> Extracted text
I don't need context to feel that some of Pettersson's symphonies are relentlessly oppressive. Just because he had historical context going for him, doesn't mean he relies on it, as Soviets often do


----------



## Bayreuth

Well if we talk about musical sadness then I would go for Berlioz or Bruckner (it's actually more of a bittersweet, beautiful melancholy); if we talk about composers that make me want to turn the music off and kill myself right away then I'd say any member of the Second Viennese School


----------



## Stavrogin

I am not sure how this thread turned to be about the composers' personalities, when the OP seems clear in asking about their music...?

Now, since my opinion is that good music is beautiful and beauty brings happiness (regardless the range of emotions it evokes), I should answer that the most depressing composers are just the worst ones, but I would have to stop there because I have no idea who they are.

Hence, I prefer to talk about "saddest music", rather than "most depressing", because while the saddest music doesn't sadden me, the most depressing should - by definition - depress me, therefore be bad.

This said, I nominate *Henryk Gorecky*.


----------



## helenora

SweetJesus said:


> Well if we talk about musical sadness then I would go for Berlioz or Bruckner (it's actually more of a bittersweet, beautiful melancholy);


as for Bruckner I'd quote : "There no beautiful surfaces without a terrible depth", the same applies to Mahler , well, and some others too. That's about beautiful sadness as it never comes alone: if it's a beautiful surface, then there is always something under it, much darker. And if it's a terrible sadness then there is always something beautiful on the surface above. In case of Bruckner, it's always such a broad spectrum of emotions in his music and when the entire spectrum is present it becomes a wonderfully intense light.


----------



## Blancrocher

Benjamin Britten's music can often be depressing--and he's one of my go-tos for morbid creepiness as well, by the way.


----------



## EdwardBast

Bevo said:


> I'll second Tchaikovsky. Look up his relationship with "The Five." Keeping his same-sex orientation private also played a role. His death is credited to drinking Cholera infested water, but many believe it was done so purposefully as an act of suicide. He died 9 days after the premier of his 6th Symphony, which had one of the most, if not the most, depressing finales of all time. Look him up. I also feel the depression and sorrow is VERY evident in his music, ESPECIALLY his last symphonies. His music isn't also slow and sad, but a lot of his works are in a minor key. His music was what truly got me into Classical music. He was my first favorite composer! Sad story, but great music!

(Dataset items)
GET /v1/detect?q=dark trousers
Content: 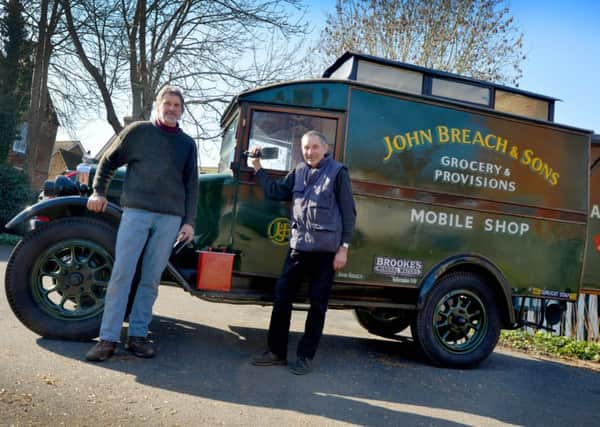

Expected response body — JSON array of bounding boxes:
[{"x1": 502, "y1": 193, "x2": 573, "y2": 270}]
[{"x1": 268, "y1": 249, "x2": 335, "y2": 359}]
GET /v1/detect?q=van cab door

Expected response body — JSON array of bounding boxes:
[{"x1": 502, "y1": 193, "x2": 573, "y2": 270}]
[{"x1": 233, "y1": 105, "x2": 344, "y2": 277}]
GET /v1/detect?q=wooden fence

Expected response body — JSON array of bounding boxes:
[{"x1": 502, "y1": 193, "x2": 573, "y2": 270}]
[{"x1": 523, "y1": 293, "x2": 600, "y2": 342}]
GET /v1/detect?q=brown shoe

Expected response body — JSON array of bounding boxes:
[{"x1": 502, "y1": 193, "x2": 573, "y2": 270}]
[
  {"x1": 85, "y1": 340, "x2": 117, "y2": 362},
  {"x1": 125, "y1": 337, "x2": 156, "y2": 359}
]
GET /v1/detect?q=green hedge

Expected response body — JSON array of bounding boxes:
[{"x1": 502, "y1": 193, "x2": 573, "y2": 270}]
[{"x1": 0, "y1": 163, "x2": 35, "y2": 232}]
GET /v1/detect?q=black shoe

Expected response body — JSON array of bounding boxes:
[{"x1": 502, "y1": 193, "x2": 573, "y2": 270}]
[
  {"x1": 290, "y1": 357, "x2": 312, "y2": 375},
  {"x1": 85, "y1": 340, "x2": 117, "y2": 362},
  {"x1": 125, "y1": 337, "x2": 156, "y2": 359},
  {"x1": 252, "y1": 350, "x2": 287, "y2": 366}
]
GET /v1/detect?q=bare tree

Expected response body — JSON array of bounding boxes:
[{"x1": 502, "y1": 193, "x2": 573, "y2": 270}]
[
  {"x1": 54, "y1": 0, "x2": 306, "y2": 135},
  {"x1": 319, "y1": 0, "x2": 525, "y2": 85},
  {"x1": 26, "y1": 0, "x2": 61, "y2": 185}
]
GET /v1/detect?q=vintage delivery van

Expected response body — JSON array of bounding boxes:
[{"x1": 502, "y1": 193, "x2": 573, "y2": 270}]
[{"x1": 6, "y1": 53, "x2": 600, "y2": 367}]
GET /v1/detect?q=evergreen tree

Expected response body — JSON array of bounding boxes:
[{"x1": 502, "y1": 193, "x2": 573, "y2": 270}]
[{"x1": 0, "y1": 0, "x2": 31, "y2": 163}]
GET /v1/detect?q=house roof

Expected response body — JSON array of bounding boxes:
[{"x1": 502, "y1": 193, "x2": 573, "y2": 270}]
[
  {"x1": 52, "y1": 139, "x2": 85, "y2": 154},
  {"x1": 58, "y1": 149, "x2": 82, "y2": 171}
]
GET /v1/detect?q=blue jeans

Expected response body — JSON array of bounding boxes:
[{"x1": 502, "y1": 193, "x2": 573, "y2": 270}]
[
  {"x1": 267, "y1": 249, "x2": 335, "y2": 359},
  {"x1": 100, "y1": 208, "x2": 181, "y2": 341}
]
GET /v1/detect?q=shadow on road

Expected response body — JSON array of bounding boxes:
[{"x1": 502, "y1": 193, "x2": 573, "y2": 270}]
[{"x1": 38, "y1": 316, "x2": 600, "y2": 426}]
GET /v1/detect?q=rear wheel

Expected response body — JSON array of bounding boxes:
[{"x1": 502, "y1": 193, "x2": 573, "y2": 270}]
[
  {"x1": 413, "y1": 272, "x2": 500, "y2": 368},
  {"x1": 354, "y1": 308, "x2": 411, "y2": 337},
  {"x1": 5, "y1": 217, "x2": 117, "y2": 340}
]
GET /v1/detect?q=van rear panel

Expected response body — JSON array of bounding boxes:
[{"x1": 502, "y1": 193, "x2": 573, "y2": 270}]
[{"x1": 338, "y1": 89, "x2": 589, "y2": 299}]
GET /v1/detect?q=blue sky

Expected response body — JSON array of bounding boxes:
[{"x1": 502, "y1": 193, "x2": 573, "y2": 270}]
[
  {"x1": 510, "y1": 0, "x2": 600, "y2": 133},
  {"x1": 70, "y1": 0, "x2": 600, "y2": 159},
  {"x1": 308, "y1": 0, "x2": 600, "y2": 133}
]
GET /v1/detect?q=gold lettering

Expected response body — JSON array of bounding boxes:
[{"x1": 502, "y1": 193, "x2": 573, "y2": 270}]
[
  {"x1": 383, "y1": 135, "x2": 394, "y2": 160},
  {"x1": 485, "y1": 133, "x2": 498, "y2": 151},
  {"x1": 404, "y1": 131, "x2": 420, "y2": 147},
  {"x1": 436, "y1": 126, "x2": 450, "y2": 144},
  {"x1": 496, "y1": 137, "x2": 508, "y2": 154},
  {"x1": 394, "y1": 135, "x2": 406, "y2": 151},
  {"x1": 473, "y1": 131, "x2": 492, "y2": 148},
  {"x1": 419, "y1": 129, "x2": 433, "y2": 144},
  {"x1": 450, "y1": 128, "x2": 460, "y2": 144},
  {"x1": 462, "y1": 129, "x2": 471, "y2": 144}
]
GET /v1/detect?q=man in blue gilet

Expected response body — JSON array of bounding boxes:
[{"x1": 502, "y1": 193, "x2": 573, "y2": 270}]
[{"x1": 252, "y1": 131, "x2": 356, "y2": 375}]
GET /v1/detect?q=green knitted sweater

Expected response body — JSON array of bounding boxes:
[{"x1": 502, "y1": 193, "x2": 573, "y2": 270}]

> Directions
1. In the forum thread about depressing composers, which composer does Stavrogin nominate?
2. Continue the forum thread about depressing composers from its final line.

> Outputs by task
1. Henryk Gorecky.

2.
The suicide story is nonsense and has been debunked. Tchaikovsky was very happy about the success of his Pathetique. His symphonies in minor mode, except for the 6th, end triumphantly in the major mode.


----------



## Woodduck

jimsumner said:


> 20th century Swedish composer Allan Petterson by a wide margin, or at least of anyone I've ever heard.
> 
> A miserable childhood-abusive, alcoholic father--and physical ailments as an adult that disfigured him and left him in constant pain.
> 
> And it all comes out in his music, mostly Mahlerian-length symphonies.


I'll second this (or is it third or fourth by now?). On first hearing I could hardly believe how painful Petersson's music is. After listening to several of the symphonies, I can't imagine ever wanting to hear more. I don't listen to music in order to peer into someone's private agonies, and Petterson's are emphatically on display, regardless of what he says his music is about.


----------



## Mahlerian

SweetJesus said:


> if we talk about composers that make me want to turn the music off and kill myself right away then I'd say any member of the Second Viennese School


I listen to the Second Viennese School more than most on this forum, and I've never had any thoughts of suicide. Plenty of beautiful and dramatically powerful music, though.

What could you find so offensive about this?


----------



## Guest

Mahlerian said:


> I listen to the Second Viennese School more than most on this forum, and I've never had any thoughts of suicide. Plenty of beautiful and dramatically powerful music, though.
> 
> What could you find so offensive about this?


How I feel:


----------



## Bayreuth

Mahlerian said:


> I listen to the Second Viennese School more than most on this forum, and I've never had any thoughts of suicide. Plenty of beautiful and dramatically powerful music, though.
> 
> What could you find so offensive about this?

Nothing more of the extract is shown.